╭─ Source passage

Each year, 850 billion gallons of raw sewage overflow into U.S. streams and rivers. If that amount was poured over New York City, it would create a pool 9 inches deep, said Luis Montestruque, CEO of EmNet, a startup designer of wastewater control systems.
Much of the overflow is caused by combined sanitary and stormwater sewer systems, which are prone to floods during storms; the channels for sewage and storm water runoff are only partially separated. South Bend, Ind., one of more than 700 U.S. cities grappling with the issue, is implementing a unique solution to direct sewage and rainwater to unused parts of its sewer system, preventing unnecessary spills.
The system, called CSOnet, is a "cyber-physical system" because it integrates computation with control, said Michael Lemmon, University of Notre Dame professor of electrical engineering. It watches and alters its own world, similar to how a traffic controller monitors traffic congestion and orchestrates light timing. "Probably what's unique about this is it includes actuation, so that we're actually controlling something," Lemmon said.
Engineers from Notre Dame, Purdue University, EmNet and the city of South Bend began work in 2004 to create a wireless sensor actuator network (WSAN) for the city's wastewater system.
"The advantage of CSOnet is that the intelligence is distributed throughout the system," Montestruque said. "This allows CSOnet to use local data more efficiently and robustly than conventional centralized systems."
A computer network communicates over wireless radio and is integrated into system components called "nodes" -- flow sensors, pressure sensors and smart valves that act in a feedback loop to efficiently store sewage and rainwater.

╰─

Task instructions:
1. According to the passage on South Bend's sewer overflow system, in what year did engineers begin work on the wireless sensor actuator network for the city's wastewater system?
2. Write a continuation of the passage on South Bend's sewer overflow system, picking up after its final sentence.
Nothing in the data is needed here.

╭─ Provided material

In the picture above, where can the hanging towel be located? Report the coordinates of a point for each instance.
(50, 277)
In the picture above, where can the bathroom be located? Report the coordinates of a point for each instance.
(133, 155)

╰─

Outputs for the tasks:
1. 2004

2.
The system incorporates engineering innovations and is garnering interest for its cost-effective control of wastewater overflows. "It is arguably the largest permanently installed urban-scale wireless sensor network and one of the first cyber-physical systems in the world," Montestruque said.
During a storm, sensors in manhole covers detect high water levels and calculate amount of available sewer storage space, Montestruque said. The system sends a command signal to valves, pumps and gates to prevent overflows and maximize conveyance capacity. When the storm passes, sewage is slowly released into a wastewater treatment facility.
CSOnet's citywide installation was completed in February 2008 and has 110 wireless sensors installed throughout almost 40 square miles of South Bend. "This will allow the city to understand the details of the inner works of the sewer in preparation for the control phase," Montestruque said.
The real-time sensor information is collected by an EmNet server, for monitoring and archiving purposes, and is regularly accessed on the Internet by work crews that inspect for sewer changes or node malfunctions, said Gary Gilot, South Bend's director of public works.
EmNet will install 10 smart valve controllers to reduce dry weather overflows and flooding, and maximize storage in basins. That project is slated for completion in summer 2009. Beyond that, control may be extended to 30 other sites, he said.
The projected cost for CSOnet is $4 million, Gilot said.
Sewage overflows into nearby streams and rivers often occur during heavy rainfall, when excess water floods pipes in combined sewer systems. The resultant discharge, imbued with biological and chemical contaminants, is called a combined sewer overflow (CSO) event.
The overflows are toxic and can result in hefty fines for cities. Under the Clean Water Act of 1972, the U.S. Environmental Protection Agency (EPA) requires cities to monitor and reduce sewer overflows, and prepare long-term control plans. Fines are levied for not implementing and following a plan, or because of overflow events.
"It's a huge problem; it's basically like a federally unfunded mandate that all these cities are trying to address and are not sure how to," Lemmon said.